**Problem to work on:**
Extract every record, exactly as written, and ignore the pictures.

**Records provided:**

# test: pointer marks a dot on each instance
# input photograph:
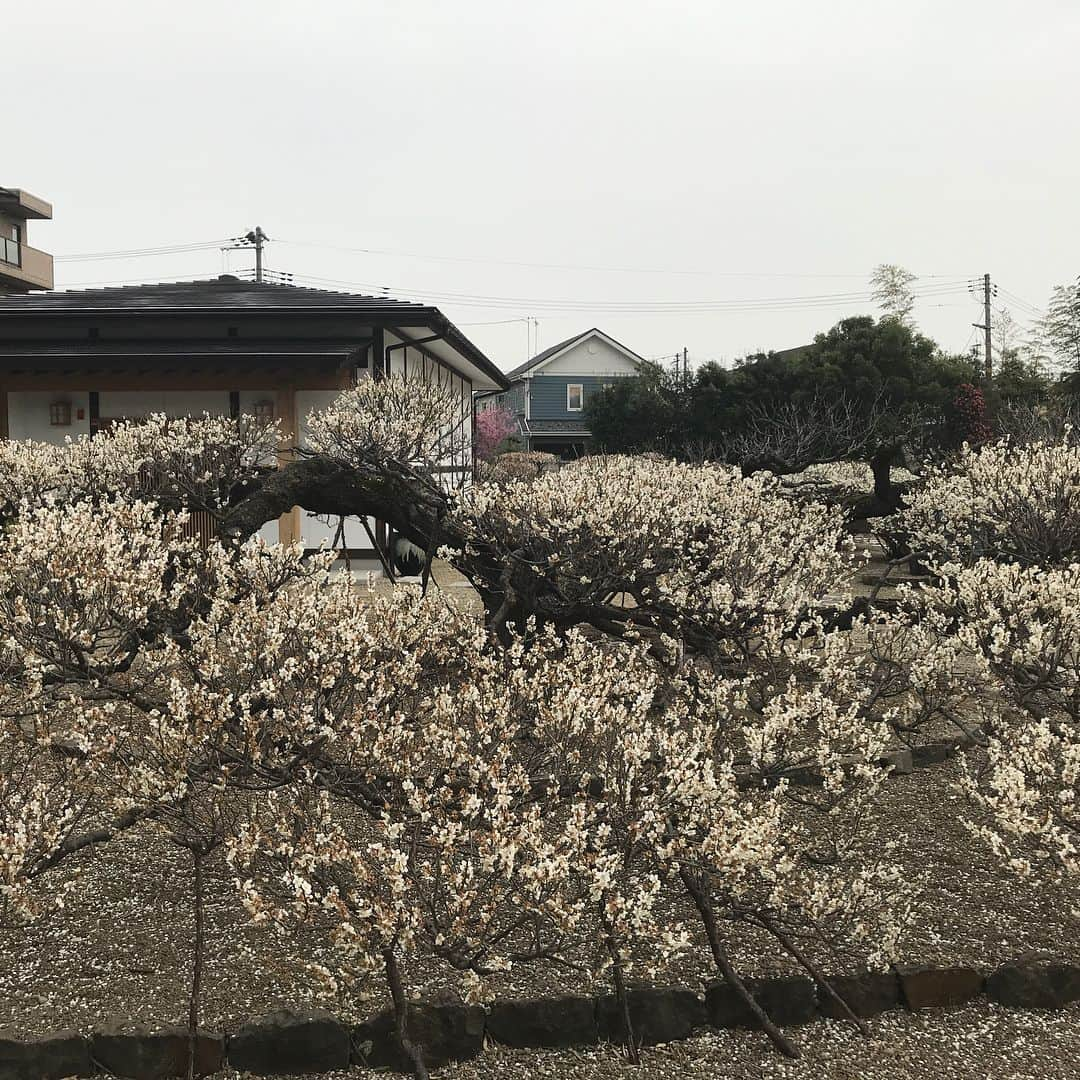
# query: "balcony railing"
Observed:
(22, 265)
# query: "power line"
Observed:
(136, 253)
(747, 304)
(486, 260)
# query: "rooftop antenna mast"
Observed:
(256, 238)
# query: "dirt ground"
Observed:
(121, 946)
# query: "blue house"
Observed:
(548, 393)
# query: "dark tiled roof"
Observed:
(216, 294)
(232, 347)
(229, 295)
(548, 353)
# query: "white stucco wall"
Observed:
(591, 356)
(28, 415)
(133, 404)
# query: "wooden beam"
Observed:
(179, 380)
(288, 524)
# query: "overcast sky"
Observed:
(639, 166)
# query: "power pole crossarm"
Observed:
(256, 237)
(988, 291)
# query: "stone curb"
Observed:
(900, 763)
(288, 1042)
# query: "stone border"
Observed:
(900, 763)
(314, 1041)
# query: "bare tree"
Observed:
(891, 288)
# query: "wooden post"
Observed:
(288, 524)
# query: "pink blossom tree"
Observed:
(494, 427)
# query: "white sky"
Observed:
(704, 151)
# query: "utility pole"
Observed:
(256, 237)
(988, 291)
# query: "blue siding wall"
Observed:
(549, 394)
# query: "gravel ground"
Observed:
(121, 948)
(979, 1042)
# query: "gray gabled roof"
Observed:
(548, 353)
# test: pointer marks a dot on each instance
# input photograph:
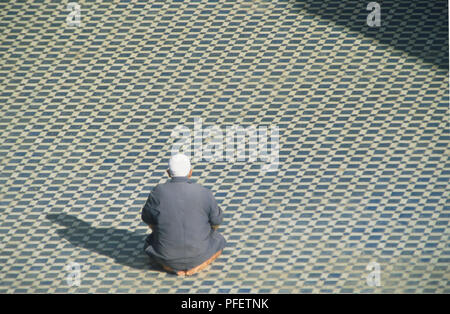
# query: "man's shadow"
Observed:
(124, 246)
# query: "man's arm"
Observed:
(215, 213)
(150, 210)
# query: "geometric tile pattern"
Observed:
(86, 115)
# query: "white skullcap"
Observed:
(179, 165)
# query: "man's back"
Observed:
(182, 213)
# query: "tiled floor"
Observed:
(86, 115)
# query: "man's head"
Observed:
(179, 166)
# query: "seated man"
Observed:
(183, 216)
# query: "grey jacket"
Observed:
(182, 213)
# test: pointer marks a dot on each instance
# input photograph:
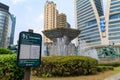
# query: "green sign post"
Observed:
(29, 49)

**Task result:**
# test: pointer marks a dot on each instance
# input photograph:
# query: "balcony railing"
Observed:
(22, 265)
# query: "power line"
Observed:
(136, 253)
(747, 304)
(486, 260)
# query: "rooftop antenna mast"
Observed:
(256, 238)
# query: "dirt ground"
Observed:
(121, 946)
# query: "blue house"
Observed:
(548, 393)
# query: "dark tiled roof"
Observed:
(216, 294)
(232, 347)
(229, 295)
(548, 353)
# query: "white stucco wall"
Observed:
(591, 356)
(28, 415)
(133, 404)
# query: "wooden beam"
Observed:
(179, 380)
(288, 524)
# query: "overcast sky"
Observed:
(639, 166)
# query: "power pole crossarm"
Observed:
(256, 237)
(988, 291)
# query: "stone curb"
Observed:
(900, 763)
(288, 1042)
# query: "stone border"
Observed:
(900, 763)
(314, 1041)
# query: "bare tree"
Observed:
(891, 288)
# query: "wooden post"
Observed:
(288, 524)
# query: "pink blossom tree"
Observed:
(494, 427)
# query: "white sky"
Observed:
(704, 151)
# query: "utility pole"
Observed:
(256, 237)
(988, 291)
# query: "blue siding wall"
Observed:
(549, 394)
# query: "gravel ground"
Observed:
(121, 948)
(979, 1042)
# query: "gray gabled roof"
Observed:
(548, 353)
# test: pointer marks a dot on each instance
# input photograph:
# query: "man's shadow"
Observed:
(124, 246)
# query: "man's arm"
Observed:
(215, 213)
(150, 210)
# query: "geometric tile pattern"
Observed:
(86, 115)
# query: "white skullcap"
Observed:
(179, 165)
# query: "man's back"
Observed:
(182, 213)
# query: "tiled floor"
Observed:
(86, 115)
# query: "man's head"
Observed:
(179, 166)
# query: "seated man"
Observed:
(183, 216)
# query: "grey jacket"
Observed:
(182, 213)
# test: pointer marks a dot on each instance
# input photograph:
# query: "green sign post"
Observed:
(29, 49)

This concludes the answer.